▶ **WHAT THE TASK REQUIRES**: From the records below, work out how many lines contain "orange". Reply with that number alone.

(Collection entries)
[Start of Attachment]

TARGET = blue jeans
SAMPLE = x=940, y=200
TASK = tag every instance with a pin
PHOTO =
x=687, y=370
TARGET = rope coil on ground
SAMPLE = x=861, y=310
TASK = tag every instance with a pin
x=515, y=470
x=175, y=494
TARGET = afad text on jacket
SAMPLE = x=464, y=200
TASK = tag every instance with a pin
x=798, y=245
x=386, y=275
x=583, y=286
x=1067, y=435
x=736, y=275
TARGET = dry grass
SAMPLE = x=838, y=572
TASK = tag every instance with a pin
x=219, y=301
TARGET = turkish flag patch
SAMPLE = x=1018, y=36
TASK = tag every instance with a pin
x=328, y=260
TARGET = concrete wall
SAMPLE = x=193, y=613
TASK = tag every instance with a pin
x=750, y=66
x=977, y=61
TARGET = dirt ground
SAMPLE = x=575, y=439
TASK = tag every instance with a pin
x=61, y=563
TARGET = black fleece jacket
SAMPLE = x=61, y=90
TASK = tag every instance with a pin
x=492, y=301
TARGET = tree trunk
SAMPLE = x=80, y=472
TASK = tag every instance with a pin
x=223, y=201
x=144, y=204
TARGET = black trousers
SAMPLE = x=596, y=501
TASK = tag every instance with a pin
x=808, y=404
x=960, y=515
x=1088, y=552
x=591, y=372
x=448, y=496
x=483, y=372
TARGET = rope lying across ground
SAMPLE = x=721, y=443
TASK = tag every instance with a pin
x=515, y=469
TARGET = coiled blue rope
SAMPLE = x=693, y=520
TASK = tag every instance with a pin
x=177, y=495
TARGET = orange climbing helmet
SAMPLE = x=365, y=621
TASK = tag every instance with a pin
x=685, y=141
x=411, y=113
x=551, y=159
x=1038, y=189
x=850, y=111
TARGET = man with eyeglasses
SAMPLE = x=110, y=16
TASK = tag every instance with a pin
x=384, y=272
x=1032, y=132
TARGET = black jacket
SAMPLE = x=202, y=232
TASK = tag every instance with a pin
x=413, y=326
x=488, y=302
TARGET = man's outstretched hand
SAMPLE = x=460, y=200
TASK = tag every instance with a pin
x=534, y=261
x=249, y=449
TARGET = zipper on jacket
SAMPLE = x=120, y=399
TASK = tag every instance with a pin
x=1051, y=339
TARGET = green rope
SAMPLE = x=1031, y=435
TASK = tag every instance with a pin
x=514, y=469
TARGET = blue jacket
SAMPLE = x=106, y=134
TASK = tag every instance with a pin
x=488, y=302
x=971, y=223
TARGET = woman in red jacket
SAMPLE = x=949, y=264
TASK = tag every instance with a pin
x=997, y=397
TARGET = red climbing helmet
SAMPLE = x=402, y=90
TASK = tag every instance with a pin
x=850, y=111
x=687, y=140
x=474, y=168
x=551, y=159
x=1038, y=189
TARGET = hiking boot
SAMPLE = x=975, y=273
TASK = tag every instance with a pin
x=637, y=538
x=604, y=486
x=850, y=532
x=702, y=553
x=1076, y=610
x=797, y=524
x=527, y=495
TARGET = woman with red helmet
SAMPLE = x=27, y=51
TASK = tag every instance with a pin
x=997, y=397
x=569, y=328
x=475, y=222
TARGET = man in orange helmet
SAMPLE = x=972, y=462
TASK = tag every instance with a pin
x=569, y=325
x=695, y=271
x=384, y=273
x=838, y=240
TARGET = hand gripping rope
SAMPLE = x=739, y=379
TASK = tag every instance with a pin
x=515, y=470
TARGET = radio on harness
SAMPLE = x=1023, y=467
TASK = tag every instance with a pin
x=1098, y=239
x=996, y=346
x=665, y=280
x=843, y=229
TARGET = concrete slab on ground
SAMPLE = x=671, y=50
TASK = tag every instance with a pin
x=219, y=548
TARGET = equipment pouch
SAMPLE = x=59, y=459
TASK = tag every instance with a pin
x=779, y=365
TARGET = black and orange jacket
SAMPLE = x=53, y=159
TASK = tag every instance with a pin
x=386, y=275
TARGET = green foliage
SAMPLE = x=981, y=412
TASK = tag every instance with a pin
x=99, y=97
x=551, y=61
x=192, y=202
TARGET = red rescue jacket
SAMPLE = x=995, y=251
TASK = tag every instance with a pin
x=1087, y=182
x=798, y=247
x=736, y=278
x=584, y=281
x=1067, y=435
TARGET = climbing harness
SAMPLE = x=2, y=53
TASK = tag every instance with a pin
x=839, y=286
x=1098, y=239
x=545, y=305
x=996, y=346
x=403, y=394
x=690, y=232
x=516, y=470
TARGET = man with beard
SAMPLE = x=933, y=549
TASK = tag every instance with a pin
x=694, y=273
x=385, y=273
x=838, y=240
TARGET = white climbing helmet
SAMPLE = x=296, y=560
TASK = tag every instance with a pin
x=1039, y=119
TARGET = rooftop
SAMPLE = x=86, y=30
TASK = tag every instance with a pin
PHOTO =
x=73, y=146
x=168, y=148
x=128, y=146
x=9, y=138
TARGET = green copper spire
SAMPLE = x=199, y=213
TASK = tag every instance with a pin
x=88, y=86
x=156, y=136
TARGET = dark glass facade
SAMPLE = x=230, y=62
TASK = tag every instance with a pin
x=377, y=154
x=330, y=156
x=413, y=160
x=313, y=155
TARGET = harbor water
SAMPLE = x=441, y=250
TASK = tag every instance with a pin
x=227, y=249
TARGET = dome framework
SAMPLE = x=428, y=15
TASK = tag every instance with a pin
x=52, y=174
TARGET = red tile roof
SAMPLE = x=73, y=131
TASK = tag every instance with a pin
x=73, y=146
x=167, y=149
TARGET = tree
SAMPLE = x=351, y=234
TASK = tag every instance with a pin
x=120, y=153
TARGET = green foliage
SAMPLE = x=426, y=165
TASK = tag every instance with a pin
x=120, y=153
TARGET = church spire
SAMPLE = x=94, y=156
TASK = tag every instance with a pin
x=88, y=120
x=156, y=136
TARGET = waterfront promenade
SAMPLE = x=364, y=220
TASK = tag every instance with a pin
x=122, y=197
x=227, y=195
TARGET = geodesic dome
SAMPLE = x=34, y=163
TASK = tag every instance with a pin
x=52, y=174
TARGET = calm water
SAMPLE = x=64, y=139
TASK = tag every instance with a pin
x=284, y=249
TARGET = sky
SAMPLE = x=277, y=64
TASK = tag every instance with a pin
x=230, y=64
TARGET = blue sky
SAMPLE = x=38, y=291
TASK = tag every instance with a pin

[End of Attachment]

▶ **SOLUTION TO THIS PROBLEM**: 3